▸ **TASK DIRECTIONS**
Please write out the whole listing below line for line, without changing anything.

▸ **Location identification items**
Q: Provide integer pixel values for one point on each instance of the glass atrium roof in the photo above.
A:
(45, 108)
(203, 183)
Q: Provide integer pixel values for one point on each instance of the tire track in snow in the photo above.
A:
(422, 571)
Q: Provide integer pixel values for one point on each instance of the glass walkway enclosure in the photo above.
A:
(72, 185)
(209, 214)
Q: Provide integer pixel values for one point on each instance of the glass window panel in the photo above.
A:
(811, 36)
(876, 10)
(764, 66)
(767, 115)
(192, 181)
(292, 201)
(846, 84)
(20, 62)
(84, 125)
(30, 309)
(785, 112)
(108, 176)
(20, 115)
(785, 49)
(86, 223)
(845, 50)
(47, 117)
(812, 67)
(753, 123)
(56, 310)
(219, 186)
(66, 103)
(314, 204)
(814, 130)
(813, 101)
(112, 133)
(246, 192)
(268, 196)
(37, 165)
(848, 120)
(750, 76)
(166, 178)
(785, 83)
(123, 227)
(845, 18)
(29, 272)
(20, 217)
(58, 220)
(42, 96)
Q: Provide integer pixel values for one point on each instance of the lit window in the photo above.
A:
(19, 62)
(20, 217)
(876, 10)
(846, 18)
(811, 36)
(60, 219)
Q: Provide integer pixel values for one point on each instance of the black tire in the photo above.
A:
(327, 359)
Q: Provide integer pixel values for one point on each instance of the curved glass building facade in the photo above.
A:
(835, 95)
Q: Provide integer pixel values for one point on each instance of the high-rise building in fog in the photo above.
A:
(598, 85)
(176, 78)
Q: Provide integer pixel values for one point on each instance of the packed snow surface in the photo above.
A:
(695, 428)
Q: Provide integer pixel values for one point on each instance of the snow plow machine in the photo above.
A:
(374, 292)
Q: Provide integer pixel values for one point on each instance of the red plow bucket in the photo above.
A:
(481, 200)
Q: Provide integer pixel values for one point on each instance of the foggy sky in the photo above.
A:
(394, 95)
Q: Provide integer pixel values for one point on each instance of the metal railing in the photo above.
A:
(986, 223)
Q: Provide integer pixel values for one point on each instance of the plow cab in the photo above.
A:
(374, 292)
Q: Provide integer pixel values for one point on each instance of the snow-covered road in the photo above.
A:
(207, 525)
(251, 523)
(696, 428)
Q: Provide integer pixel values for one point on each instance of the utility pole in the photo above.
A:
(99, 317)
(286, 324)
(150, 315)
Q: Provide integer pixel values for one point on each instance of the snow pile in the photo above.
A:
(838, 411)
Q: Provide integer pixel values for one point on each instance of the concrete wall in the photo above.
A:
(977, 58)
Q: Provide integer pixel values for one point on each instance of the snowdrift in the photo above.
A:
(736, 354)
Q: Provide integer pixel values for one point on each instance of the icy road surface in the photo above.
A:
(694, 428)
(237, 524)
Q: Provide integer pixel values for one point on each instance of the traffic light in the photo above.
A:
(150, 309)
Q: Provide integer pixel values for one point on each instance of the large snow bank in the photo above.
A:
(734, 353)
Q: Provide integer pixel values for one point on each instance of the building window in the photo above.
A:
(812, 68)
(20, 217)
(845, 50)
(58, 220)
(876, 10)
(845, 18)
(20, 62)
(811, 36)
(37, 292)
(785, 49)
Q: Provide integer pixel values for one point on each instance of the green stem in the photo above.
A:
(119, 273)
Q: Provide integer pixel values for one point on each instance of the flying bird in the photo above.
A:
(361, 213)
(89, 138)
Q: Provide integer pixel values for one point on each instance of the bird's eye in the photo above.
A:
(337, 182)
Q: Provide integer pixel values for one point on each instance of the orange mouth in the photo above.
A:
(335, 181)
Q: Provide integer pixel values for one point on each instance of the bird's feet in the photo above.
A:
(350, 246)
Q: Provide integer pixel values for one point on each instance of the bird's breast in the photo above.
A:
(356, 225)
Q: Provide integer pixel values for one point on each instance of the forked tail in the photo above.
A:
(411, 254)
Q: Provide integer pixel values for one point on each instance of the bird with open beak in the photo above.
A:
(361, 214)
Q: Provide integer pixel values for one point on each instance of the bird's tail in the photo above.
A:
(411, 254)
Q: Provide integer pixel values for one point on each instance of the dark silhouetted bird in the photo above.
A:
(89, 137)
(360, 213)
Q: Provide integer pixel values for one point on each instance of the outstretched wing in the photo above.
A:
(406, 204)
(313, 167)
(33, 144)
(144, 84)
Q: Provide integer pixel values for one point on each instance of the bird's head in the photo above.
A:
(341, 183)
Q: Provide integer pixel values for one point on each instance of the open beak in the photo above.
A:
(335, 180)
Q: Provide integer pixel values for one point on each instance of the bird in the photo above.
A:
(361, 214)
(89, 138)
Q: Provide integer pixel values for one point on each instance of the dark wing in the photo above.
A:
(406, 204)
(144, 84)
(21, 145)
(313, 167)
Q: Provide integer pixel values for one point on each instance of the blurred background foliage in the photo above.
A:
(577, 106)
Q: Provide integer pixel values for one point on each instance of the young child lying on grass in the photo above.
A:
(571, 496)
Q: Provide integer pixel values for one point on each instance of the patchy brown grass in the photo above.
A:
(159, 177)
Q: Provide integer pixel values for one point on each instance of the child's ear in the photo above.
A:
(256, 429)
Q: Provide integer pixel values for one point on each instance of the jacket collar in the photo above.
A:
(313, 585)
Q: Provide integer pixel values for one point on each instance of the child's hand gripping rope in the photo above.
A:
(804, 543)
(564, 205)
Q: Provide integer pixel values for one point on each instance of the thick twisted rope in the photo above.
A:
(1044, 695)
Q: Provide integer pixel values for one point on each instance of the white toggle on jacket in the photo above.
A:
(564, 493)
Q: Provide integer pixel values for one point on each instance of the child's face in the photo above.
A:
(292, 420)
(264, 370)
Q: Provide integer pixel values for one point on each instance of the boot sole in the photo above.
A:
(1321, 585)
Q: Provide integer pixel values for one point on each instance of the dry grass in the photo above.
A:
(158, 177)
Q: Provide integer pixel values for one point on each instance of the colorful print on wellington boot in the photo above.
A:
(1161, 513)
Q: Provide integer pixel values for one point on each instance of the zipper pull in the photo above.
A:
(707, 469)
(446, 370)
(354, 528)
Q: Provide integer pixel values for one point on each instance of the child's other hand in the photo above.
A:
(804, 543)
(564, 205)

▸ **SOLUTION TO THIS EXERCISE**
Q: Provide integer pixel values for one point on each instance of the glass atrium roof in the photo above.
A:
(45, 108)
(203, 183)
Q: Provide integer pixel values for one point on each instance of the tire track in snow in the photo above.
A:
(422, 571)
Q: Provide integer pixel values for one point on each instance of the glass walkway enclosure in the photo above.
A:
(72, 185)
(209, 214)
Q: Provide integer pixel values for one point on each instance of the glass window panel in the photo above.
A:
(811, 36)
(876, 10)
(764, 66)
(767, 115)
(192, 181)
(292, 201)
(846, 84)
(20, 62)
(84, 125)
(30, 309)
(785, 112)
(108, 176)
(20, 115)
(785, 49)
(86, 223)
(845, 50)
(47, 117)
(812, 67)
(753, 123)
(56, 310)
(219, 186)
(66, 103)
(314, 204)
(814, 130)
(813, 101)
(112, 133)
(246, 192)
(268, 196)
(37, 165)
(848, 120)
(750, 76)
(166, 178)
(785, 83)
(123, 227)
(845, 18)
(29, 272)
(20, 217)
(58, 220)
(42, 96)
Q: Provide integer pixel values for one point on each instance of the lit window in the photo above.
A:
(19, 62)
(20, 217)
(876, 10)
(846, 18)
(811, 36)
(60, 219)
Q: Provide integer pixel values for one point on each instance of the black tire in the photo above.
A:
(327, 359)
Q: Provide integer pixel values for one point on each instance of the curved glass building facade in the photo above.
A:
(835, 95)
Q: Provide integer pixel values for one point on each instance of the high-rise building in fog in the photo above.
A:
(598, 85)
(176, 78)
Q: Provide integer pixel values for one point on each instance of the packed snow surface in the photo above.
A:
(695, 428)
Q: Provide integer pixel values for one point on each instance of the snow plow machine in the photo above.
A:
(374, 292)
Q: Provide integer pixel values for one point on each instance of the red plow bucket in the photo above.
A:
(481, 200)
Q: Provide integer pixel values for one point on each instance of the foggy sky in the photo above.
A:
(394, 95)
Q: Provide integer pixel values for one point on each instance of the metal railing in the photo above.
A:
(986, 223)
Q: Provide integer pixel values for one point on each instance of the plow cab in the photo above.
A:
(374, 292)
Q: Provide integer pixel values for one point on each instance of the snow-covered road in the photo above.
A:
(207, 525)
(251, 523)
(696, 428)
Q: Provide integer pixel values for one point on each instance of the utility pole in the photo above.
A:
(99, 317)
(286, 324)
(150, 315)
Q: Provide integer pixel values for one point on each instance of the snow pile in the photo above.
A:
(838, 411)
Q: Provide integer pixel values for one point on each instance of the concrete wall in the photo above.
A:
(977, 58)
Q: Provide integer pixel values for one point on each instance of the snowdrift in the photo above.
A:
(736, 354)
Q: Provide integer pixel values for one point on each instance of the icy road surface in the photo above.
A:
(694, 428)
(237, 524)
Q: Provide integer pixel values for one point on each instance of the traffic light in the photo above.
A:
(150, 309)
Q: Provide integer pixel values for one point on each instance of the large snow bank in the photo above.
A:
(734, 353)
Q: Provide integer pixel values for one point on each instance of the building window in the photo above.
A:
(812, 68)
(20, 217)
(845, 50)
(58, 220)
(876, 10)
(845, 18)
(20, 62)
(811, 36)
(37, 292)
(785, 49)
Q: Provide integer pixel values for one point on each instance of the green stem in the photo above.
A:
(119, 273)
Q: Provide integer pixel values for one point on each instance of the flying bird in the photo above.
A:
(361, 213)
(89, 138)
Q: Provide integer pixel values for one point on each instance of the bird's eye in the photo above.
A:
(337, 182)
Q: Provide integer pixel values for one point on each instance of the orange mouth in the photo above.
A:
(335, 181)
Q: Provide integer pixel values for one point on each instance of the bird's feet in the photo above.
A:
(350, 246)
Q: Provide integer pixel values for one point on each instance of the bird's breast in the photo above.
A:
(356, 225)
Q: Provide integer pixel values for one point on each instance of the forked tail in the photo above.
A:
(411, 254)
Q: Provide integer pixel values for one point on each instance of the bird with open beak in the photo above.
A:
(361, 214)
Q: Provide integer pixel values for one point on each instance of the bird's tail in the photo above.
A:
(411, 254)
Q: Provide integer pixel values for one point on each instance of the dark silhouetted bird in the photo above.
A:
(89, 137)
(360, 213)
Q: Provide integer pixel values for one point on each instance of the outstretched wing in the photo above.
A:
(406, 204)
(313, 167)
(33, 144)
(144, 84)
Q: Provide integer pixel values for one point on each instance of the bird's head in the photo above.
A:
(341, 183)
Q: Provide integer pixel values for one point on each instance of the open beak in the photo above.
A:
(335, 180)
Q: Provide integer pixel values for one point on each instance of the bird in the photo above.
A:
(361, 214)
(89, 138)
Q: Provide integer pixel values for one point on each instance of the dark wing in the photo above.
A:
(406, 204)
(144, 84)
(21, 145)
(313, 167)
Q: Provide integer pixel values for one point on each instance of the blurred background foliage in the photo above.
A:
(577, 106)
Q: Provide integer pixel values for one point on each instance of the young child lying on grass in the photo above.
A:
(571, 496)
Q: Provide integer pixel values for one point on each instance of the patchy brown grass in the photo above.
A:
(159, 177)
Q: Provide integer pixel values for one point on each instance of the child's ear in the photo above.
A:
(256, 429)
Q: Provide integer pixel values for one point on each instance of the jacket collar in the photo above.
A:
(313, 585)
Q: Provide integer pixel values for one point on each instance of the child's hand gripping rope in the photo above.
A:
(804, 543)
(564, 205)
Q: Provide integer pixel values for one point on each instance of the thick twisted rope in the photo above.
A:
(1044, 695)
Q: Provide integer pixel values for one point on each instance of the white toggle on jacket in the photo above.
A:
(564, 493)
Q: Provide integer pixel values for one point on each instance of the child's face in the photo above.
A:
(292, 420)
(264, 370)
Q: Provide integer pixel values for one point on each instance of the boot sole in the photo above.
A:
(1321, 585)
Q: Provide integer pixel values for one point on each instance of the dry grass in the photo above.
A:
(158, 177)
Q: Provide integer pixel values for one point on each instance of the colorful print on wellington boot in the photo above.
A:
(1161, 513)
Q: Provide integer pixel values for one point on each instance of the zipper pull in the photo above.
A:
(707, 469)
(446, 370)
(354, 528)
Q: Provide integer pixel values for one point on each instance of the child's other hand in the photo above.
A:
(804, 543)
(564, 205)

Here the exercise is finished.